** BEGIN **
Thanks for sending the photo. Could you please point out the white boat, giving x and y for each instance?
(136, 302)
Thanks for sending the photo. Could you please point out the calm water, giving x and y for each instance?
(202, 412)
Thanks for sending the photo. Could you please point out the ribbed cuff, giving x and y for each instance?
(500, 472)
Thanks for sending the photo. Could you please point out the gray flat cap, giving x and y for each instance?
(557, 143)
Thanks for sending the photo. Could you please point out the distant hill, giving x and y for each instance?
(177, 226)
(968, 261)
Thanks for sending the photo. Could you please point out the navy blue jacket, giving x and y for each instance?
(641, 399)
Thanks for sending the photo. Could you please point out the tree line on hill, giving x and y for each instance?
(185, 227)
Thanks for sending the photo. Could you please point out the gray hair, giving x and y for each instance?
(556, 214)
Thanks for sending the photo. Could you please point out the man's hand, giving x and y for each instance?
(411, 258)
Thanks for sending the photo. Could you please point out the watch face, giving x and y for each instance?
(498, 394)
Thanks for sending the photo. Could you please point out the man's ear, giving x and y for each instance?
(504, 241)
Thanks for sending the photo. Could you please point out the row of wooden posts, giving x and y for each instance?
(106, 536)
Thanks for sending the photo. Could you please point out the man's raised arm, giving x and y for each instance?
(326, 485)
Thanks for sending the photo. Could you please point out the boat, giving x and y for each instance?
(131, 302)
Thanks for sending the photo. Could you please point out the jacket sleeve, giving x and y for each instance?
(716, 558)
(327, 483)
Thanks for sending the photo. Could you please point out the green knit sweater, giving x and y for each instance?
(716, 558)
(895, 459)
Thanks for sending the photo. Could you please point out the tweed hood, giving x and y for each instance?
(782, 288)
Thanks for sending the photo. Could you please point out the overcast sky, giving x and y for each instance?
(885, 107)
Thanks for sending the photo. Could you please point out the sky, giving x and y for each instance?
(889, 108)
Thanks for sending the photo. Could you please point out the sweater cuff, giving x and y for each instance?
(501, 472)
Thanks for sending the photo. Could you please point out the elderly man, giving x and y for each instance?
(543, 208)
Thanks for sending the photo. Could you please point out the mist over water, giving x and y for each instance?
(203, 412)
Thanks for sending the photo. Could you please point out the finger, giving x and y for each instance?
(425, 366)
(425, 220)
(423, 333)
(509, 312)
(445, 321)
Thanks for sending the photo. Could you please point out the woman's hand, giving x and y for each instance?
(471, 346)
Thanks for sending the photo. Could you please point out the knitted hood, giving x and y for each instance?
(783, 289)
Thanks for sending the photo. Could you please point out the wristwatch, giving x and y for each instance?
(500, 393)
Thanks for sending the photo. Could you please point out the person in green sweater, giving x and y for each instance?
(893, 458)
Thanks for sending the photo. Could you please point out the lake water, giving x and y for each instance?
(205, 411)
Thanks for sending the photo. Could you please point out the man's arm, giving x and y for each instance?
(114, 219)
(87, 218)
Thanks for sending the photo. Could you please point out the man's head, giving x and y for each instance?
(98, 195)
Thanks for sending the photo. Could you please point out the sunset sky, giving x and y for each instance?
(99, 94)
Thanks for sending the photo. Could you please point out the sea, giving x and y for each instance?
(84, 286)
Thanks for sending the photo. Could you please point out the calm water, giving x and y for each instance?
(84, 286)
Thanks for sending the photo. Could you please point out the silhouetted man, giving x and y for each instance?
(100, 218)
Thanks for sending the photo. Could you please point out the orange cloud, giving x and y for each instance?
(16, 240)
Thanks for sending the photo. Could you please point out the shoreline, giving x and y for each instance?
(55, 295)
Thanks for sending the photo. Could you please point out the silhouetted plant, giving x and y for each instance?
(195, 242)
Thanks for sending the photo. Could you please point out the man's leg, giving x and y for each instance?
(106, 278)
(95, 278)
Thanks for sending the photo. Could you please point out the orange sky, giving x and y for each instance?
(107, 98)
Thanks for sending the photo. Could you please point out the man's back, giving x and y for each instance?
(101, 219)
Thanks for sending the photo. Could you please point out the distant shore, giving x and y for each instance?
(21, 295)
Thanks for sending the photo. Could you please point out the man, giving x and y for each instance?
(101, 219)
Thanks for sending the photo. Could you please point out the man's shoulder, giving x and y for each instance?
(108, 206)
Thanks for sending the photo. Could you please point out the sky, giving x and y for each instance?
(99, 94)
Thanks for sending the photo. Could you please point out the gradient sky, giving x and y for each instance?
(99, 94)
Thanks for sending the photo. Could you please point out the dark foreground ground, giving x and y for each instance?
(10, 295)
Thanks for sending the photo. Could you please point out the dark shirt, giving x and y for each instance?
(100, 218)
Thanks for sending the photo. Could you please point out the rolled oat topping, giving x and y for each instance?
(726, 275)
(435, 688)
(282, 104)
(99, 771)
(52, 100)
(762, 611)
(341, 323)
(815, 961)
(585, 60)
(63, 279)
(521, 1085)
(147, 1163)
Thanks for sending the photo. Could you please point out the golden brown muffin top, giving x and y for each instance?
** END **
* Description of the task *
Please rescale the rows from the line with "shirt, giving x and y for each instance?" through the end of the rows, both ends included, and give only those lines again, requests included. Multiply every coordinate in the answers by 1.35 and round to whole numbers, with halves rounded up.

* The solution *
Thanks for sending the photo. Could you please point out the dark shirt, giving x and y for each instance?
(135, 294)
Thanks for sending the photo. Could you please point out the rolled oat topping, giving x and y for each instance?
(980, 371)
(587, 929)
(381, 140)
(134, 1041)
(70, 135)
(1029, 825)
(460, 436)
(1100, 1297)
(790, 81)
(85, 377)
(703, 1465)
(198, 1570)
Thanks for sending the photo. Could you please point out the golden brown muffin top, giving x and y for each instance?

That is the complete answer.